● Problem details
Whenever a line in the records below contains "floret", pick it out.

++++++

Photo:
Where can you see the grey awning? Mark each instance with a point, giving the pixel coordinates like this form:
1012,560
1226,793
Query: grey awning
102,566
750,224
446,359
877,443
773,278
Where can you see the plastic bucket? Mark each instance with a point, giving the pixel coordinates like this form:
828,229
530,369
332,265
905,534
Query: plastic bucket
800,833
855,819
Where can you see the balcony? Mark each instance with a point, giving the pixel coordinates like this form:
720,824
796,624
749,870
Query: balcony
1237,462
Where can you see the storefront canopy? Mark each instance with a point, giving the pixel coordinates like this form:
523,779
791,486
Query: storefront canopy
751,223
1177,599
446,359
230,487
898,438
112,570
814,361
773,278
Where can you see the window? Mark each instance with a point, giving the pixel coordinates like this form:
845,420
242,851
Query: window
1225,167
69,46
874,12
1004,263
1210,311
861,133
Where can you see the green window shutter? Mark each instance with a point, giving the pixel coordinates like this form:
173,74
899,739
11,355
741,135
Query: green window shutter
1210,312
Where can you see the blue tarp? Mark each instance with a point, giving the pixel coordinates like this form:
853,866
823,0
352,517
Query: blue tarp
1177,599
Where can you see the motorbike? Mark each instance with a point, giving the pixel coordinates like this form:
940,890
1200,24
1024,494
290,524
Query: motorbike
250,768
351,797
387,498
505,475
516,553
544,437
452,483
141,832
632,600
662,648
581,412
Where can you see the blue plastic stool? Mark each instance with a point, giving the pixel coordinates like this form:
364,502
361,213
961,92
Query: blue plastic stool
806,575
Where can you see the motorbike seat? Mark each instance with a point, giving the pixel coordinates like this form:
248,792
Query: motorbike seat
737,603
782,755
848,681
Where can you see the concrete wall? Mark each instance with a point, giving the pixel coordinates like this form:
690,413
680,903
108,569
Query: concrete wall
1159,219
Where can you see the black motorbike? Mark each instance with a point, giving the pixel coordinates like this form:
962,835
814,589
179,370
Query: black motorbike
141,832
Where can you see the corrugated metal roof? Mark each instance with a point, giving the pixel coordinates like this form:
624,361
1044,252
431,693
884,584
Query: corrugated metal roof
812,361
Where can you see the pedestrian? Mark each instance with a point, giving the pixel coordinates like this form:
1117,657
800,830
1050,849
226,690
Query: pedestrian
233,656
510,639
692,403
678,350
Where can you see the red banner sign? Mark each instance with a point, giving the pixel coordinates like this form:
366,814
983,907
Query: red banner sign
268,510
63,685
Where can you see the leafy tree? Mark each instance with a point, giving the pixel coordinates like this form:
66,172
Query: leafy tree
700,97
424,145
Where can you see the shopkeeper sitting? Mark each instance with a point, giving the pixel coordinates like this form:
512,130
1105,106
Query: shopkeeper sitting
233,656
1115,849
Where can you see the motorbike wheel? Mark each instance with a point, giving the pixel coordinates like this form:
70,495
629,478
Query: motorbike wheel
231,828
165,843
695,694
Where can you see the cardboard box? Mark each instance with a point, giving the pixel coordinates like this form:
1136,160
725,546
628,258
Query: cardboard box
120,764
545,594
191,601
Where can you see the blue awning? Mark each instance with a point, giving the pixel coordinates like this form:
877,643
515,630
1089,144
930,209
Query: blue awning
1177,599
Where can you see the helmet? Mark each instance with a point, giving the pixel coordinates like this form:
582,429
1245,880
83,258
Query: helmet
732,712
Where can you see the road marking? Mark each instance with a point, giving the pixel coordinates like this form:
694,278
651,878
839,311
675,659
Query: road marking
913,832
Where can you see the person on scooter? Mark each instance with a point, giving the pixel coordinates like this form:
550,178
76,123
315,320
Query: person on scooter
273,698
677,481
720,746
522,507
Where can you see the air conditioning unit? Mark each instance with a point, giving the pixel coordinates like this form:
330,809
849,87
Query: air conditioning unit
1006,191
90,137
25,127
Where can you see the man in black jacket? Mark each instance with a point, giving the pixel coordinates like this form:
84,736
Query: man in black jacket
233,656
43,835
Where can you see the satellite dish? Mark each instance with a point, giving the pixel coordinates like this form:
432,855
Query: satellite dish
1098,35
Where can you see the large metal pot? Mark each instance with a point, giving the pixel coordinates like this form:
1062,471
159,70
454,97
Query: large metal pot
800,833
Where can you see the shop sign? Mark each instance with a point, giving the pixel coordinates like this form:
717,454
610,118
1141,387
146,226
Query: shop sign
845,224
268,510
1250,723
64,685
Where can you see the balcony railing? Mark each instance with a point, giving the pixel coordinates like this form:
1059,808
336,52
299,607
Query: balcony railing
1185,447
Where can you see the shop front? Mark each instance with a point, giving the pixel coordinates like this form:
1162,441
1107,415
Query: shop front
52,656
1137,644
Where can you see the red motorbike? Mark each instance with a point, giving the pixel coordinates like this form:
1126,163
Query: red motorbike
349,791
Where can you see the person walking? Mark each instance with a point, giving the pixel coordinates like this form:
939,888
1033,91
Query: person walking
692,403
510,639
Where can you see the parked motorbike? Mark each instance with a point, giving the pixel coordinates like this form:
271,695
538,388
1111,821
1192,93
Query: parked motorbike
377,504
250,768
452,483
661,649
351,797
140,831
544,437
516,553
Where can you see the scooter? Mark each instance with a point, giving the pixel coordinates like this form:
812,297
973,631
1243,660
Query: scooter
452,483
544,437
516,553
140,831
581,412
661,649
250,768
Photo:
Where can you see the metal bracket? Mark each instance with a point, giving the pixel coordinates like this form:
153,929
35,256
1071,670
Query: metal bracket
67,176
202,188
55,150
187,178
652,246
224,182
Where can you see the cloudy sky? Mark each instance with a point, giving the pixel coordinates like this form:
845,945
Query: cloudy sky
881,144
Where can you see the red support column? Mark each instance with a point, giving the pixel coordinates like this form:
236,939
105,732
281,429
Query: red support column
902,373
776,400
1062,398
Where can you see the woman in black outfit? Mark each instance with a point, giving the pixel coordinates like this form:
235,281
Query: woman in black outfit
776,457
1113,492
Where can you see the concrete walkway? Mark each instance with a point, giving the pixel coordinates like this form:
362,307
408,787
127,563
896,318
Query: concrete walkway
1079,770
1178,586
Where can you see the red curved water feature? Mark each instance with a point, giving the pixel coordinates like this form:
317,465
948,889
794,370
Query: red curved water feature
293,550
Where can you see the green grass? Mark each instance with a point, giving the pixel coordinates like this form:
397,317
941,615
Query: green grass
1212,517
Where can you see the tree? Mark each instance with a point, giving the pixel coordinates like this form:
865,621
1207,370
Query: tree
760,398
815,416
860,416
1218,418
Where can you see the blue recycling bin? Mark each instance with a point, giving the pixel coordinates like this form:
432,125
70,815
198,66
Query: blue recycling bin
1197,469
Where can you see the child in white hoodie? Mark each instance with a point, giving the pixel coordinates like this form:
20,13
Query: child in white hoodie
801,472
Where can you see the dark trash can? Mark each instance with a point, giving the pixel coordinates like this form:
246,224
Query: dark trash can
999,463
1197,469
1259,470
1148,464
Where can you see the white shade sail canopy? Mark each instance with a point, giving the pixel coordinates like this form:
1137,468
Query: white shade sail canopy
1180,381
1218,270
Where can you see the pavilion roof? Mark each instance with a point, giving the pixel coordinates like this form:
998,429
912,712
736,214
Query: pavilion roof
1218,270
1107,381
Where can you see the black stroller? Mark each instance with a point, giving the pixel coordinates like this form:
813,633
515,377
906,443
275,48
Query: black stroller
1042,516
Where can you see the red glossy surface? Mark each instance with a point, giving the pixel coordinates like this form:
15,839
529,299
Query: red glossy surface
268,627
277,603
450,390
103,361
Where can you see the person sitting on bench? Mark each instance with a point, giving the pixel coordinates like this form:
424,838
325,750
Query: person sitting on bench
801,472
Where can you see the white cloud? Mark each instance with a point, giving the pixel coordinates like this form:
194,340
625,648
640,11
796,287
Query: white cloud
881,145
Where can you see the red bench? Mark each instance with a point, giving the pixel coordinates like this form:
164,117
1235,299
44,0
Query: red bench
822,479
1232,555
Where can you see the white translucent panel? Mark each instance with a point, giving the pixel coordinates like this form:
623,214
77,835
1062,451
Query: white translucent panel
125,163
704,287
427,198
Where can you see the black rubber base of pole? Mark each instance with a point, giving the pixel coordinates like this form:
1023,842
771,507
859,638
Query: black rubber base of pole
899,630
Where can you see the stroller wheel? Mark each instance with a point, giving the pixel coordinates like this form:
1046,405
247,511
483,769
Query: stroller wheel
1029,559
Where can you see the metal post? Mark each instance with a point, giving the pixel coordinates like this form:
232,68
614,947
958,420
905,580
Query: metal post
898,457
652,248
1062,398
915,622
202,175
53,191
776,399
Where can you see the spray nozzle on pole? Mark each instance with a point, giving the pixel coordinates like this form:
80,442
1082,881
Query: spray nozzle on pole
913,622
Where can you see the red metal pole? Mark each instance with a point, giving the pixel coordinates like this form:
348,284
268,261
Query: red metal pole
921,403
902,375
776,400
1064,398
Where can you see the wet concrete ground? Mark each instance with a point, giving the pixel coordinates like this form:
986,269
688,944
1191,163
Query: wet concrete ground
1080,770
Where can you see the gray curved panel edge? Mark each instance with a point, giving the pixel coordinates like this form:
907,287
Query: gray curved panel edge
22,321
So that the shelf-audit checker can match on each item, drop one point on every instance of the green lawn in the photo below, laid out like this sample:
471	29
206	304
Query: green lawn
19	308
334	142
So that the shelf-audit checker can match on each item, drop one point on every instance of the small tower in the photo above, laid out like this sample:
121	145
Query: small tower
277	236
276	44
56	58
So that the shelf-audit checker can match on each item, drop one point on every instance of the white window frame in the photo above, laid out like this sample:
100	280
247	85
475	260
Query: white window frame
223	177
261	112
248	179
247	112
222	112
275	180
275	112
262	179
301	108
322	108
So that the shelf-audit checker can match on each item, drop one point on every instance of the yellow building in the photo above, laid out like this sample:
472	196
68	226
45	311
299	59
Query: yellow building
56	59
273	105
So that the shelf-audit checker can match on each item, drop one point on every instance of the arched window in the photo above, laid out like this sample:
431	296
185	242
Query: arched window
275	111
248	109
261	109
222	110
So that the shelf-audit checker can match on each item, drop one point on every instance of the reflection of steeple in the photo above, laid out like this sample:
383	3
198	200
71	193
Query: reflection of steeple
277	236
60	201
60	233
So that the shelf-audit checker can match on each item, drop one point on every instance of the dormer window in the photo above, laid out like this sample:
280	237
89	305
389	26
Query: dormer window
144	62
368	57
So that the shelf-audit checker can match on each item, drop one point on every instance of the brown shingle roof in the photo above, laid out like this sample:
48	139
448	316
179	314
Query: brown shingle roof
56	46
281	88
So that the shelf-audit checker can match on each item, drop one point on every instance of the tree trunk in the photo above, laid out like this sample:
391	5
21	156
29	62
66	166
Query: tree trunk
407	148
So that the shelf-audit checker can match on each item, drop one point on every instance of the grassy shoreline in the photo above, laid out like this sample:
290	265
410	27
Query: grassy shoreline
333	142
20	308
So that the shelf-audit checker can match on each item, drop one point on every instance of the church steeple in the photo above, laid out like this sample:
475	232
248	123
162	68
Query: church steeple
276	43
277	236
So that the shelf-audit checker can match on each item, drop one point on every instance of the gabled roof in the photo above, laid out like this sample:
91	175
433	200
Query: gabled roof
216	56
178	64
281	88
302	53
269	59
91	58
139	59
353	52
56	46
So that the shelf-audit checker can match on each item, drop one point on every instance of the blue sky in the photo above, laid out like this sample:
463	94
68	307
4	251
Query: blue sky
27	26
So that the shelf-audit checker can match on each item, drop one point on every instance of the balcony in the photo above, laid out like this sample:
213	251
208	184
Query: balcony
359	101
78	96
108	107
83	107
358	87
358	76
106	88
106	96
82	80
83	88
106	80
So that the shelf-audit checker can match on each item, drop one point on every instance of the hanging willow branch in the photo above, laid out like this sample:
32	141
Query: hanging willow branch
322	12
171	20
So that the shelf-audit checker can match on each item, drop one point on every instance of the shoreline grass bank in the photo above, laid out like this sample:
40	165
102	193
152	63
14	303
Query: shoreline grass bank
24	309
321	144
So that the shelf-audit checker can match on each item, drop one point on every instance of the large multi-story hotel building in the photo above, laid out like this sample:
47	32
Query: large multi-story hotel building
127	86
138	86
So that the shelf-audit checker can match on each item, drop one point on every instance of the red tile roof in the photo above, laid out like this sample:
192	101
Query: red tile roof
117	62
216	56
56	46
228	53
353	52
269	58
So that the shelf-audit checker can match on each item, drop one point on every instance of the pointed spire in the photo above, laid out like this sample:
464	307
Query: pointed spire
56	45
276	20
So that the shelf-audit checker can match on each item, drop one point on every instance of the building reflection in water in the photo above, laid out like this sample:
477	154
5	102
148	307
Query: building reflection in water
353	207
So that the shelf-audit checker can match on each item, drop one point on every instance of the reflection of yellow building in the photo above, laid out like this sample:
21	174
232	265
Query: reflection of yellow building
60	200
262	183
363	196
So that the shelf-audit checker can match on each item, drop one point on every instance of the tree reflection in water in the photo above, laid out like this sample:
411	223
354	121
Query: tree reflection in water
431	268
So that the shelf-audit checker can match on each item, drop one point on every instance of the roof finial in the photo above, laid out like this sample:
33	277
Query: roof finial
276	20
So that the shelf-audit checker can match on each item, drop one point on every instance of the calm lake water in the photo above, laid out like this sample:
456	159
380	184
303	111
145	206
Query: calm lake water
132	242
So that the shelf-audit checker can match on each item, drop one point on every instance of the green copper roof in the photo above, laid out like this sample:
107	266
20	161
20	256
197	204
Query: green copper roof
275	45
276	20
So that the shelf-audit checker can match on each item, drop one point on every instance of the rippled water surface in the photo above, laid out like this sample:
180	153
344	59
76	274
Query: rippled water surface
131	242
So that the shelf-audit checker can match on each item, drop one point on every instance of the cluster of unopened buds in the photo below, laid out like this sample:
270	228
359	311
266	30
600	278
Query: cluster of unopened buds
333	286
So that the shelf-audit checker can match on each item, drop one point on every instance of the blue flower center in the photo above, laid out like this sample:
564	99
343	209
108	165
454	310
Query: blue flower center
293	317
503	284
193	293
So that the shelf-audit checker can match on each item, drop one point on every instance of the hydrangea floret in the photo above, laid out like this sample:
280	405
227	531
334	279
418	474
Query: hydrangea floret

++++++

● Task output
So that the shelf-audit checker can match on each item, drop one point on every instance of the hydrangea floret in the photo above, laid out like this sample:
Query: hydrangea floret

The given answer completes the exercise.